(Natural language region descriptions)
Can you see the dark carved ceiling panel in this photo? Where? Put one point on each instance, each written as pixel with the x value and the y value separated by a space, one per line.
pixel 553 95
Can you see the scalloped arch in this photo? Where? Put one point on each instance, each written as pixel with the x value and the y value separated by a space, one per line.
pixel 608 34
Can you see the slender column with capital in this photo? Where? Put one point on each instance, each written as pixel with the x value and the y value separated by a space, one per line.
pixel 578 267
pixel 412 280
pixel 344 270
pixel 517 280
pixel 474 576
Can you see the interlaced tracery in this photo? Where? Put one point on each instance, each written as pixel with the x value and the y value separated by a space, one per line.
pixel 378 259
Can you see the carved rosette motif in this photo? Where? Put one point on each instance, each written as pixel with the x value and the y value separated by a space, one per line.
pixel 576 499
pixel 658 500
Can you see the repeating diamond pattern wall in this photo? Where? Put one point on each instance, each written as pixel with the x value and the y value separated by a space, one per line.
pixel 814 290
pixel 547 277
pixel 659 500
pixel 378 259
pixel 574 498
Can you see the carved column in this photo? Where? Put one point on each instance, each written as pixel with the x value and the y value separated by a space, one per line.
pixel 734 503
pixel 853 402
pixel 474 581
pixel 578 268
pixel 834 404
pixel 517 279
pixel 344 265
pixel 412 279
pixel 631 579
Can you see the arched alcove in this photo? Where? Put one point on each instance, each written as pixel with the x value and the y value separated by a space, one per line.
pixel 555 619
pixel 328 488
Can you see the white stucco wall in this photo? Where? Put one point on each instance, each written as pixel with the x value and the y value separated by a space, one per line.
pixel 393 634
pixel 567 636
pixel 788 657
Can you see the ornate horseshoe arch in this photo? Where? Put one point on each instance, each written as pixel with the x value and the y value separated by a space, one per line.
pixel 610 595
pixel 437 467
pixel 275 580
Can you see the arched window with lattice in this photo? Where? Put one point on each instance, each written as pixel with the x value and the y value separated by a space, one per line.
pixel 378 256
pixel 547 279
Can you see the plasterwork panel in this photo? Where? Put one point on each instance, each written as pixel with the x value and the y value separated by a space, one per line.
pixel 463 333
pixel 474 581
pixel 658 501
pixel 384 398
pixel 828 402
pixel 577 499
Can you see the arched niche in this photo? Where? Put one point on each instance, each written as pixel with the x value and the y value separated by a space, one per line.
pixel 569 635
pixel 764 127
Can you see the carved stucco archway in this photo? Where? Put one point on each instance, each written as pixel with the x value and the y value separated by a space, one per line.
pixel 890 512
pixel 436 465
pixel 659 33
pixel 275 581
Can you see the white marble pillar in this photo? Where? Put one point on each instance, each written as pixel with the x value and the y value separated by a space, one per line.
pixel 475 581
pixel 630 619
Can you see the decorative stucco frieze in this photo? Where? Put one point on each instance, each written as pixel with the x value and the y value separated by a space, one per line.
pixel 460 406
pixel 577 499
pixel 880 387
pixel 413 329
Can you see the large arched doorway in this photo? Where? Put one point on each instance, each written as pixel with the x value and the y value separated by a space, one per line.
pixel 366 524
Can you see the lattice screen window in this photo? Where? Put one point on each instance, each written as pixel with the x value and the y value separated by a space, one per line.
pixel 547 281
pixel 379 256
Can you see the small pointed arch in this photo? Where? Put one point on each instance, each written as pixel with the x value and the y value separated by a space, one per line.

§ **WORK TO BE COMPLETED**
From the line containing "Can you see the lattice" to the last line of the data above, copy each line exactly and add nothing.

§ **COMPLETED EXERCISE**
Can you see the lattice screen window in this photo? Where? Put one point on each instance, each written as pixel with the x value and the y value separated by a space, one per line.
pixel 547 281
pixel 379 256
Can you see the small pointed arch in this photo? Where? Put one point on each instance, each written as pixel with the x value and the y value separated by a space, one per line.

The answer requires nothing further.